[begin Available data]

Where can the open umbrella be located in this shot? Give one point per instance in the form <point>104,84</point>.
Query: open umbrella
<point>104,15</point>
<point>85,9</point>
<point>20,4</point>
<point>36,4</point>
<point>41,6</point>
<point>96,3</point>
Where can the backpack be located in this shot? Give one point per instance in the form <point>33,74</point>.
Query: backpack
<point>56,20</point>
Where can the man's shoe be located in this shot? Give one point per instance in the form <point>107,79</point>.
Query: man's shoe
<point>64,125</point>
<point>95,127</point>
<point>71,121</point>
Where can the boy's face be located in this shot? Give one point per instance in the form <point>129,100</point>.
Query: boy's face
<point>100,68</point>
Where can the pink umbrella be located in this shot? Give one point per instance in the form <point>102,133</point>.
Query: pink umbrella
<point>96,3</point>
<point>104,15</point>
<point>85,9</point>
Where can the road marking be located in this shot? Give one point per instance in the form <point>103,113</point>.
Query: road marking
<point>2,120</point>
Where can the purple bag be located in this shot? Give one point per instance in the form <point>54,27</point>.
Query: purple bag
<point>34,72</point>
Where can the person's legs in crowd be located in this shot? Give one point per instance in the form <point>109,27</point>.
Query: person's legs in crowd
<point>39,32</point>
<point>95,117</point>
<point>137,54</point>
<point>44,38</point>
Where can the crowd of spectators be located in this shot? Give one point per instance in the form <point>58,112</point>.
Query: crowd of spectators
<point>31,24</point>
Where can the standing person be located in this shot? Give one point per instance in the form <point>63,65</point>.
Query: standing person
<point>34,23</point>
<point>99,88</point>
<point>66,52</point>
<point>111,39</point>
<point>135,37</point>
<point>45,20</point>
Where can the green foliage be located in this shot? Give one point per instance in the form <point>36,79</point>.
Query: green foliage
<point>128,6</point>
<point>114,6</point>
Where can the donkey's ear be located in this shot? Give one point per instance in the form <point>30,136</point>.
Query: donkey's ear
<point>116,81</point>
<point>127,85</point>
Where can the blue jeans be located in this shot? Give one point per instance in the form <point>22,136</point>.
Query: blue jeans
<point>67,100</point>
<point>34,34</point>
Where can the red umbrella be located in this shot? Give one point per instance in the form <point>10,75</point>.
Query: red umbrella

[end Available data]

▶ **Aim of the task**
Output all preceding records character for character.

▶ **Expected answer**
Where can the open umbrella be located in this shot? Give one point per instance in the form <point>104,84</point>.
Query: open umbrella
<point>104,15</point>
<point>85,9</point>
<point>20,4</point>
<point>36,4</point>
<point>41,6</point>
<point>96,3</point>
Where can the backpack be located in this shot? Give one point per instance in the form <point>33,74</point>.
Query: backpack
<point>56,20</point>
Where can the man's shoe be located in this shot? Give one point per instance in the form <point>107,79</point>.
Query: man's shoe
<point>64,125</point>
<point>95,127</point>
<point>71,121</point>
Where can the boy's face be located in this shot? Give one point per instance in the form <point>129,100</point>.
Query: boy's face
<point>100,68</point>
Where can the pink umbrella be located in this shot? Give one point per instance in the form <point>102,133</point>.
Query: pink umbrella
<point>96,3</point>
<point>104,15</point>
<point>85,9</point>
Where can the road marking be located in this shot? Give one point per instance in the form <point>103,113</point>.
Query: road marking
<point>2,120</point>
Where can the purple bag be located in this shot? Give one point per instance in the form <point>54,27</point>.
Query: purple bag
<point>34,72</point>
Where can the person's legs in crowd be located in this shot? Give one point per instance in the form <point>109,27</point>.
Query: person's legs in crowd
<point>39,32</point>
<point>95,117</point>
<point>137,54</point>
<point>44,38</point>
Where can the crowd of spectators be located in this shot? Give one point per instance in the form <point>58,112</point>.
Query: crowd of spectators
<point>31,24</point>
Where can the standing person be located in this shot? Give one point per instance in the form <point>63,65</point>.
Query: standing person
<point>34,23</point>
<point>99,88</point>
<point>66,52</point>
<point>111,39</point>
<point>135,37</point>
<point>45,20</point>
Where can the green foliage be located in this shot? Give one point per instance in the form <point>36,79</point>.
Query: green foliage
<point>128,6</point>
<point>114,6</point>
Where can the donkey's ear be located in this shot? Give one point per instance in the form <point>30,136</point>.
Query: donkey's ear
<point>116,81</point>
<point>127,85</point>
Where can the blue jeans be located in this shot? Give one point per instance in the form <point>22,136</point>.
Query: blue jeans
<point>67,100</point>
<point>34,34</point>
Where can the red umbrella be located in this shot? Give one point per instance in the form <point>10,75</point>.
Query: red umbrella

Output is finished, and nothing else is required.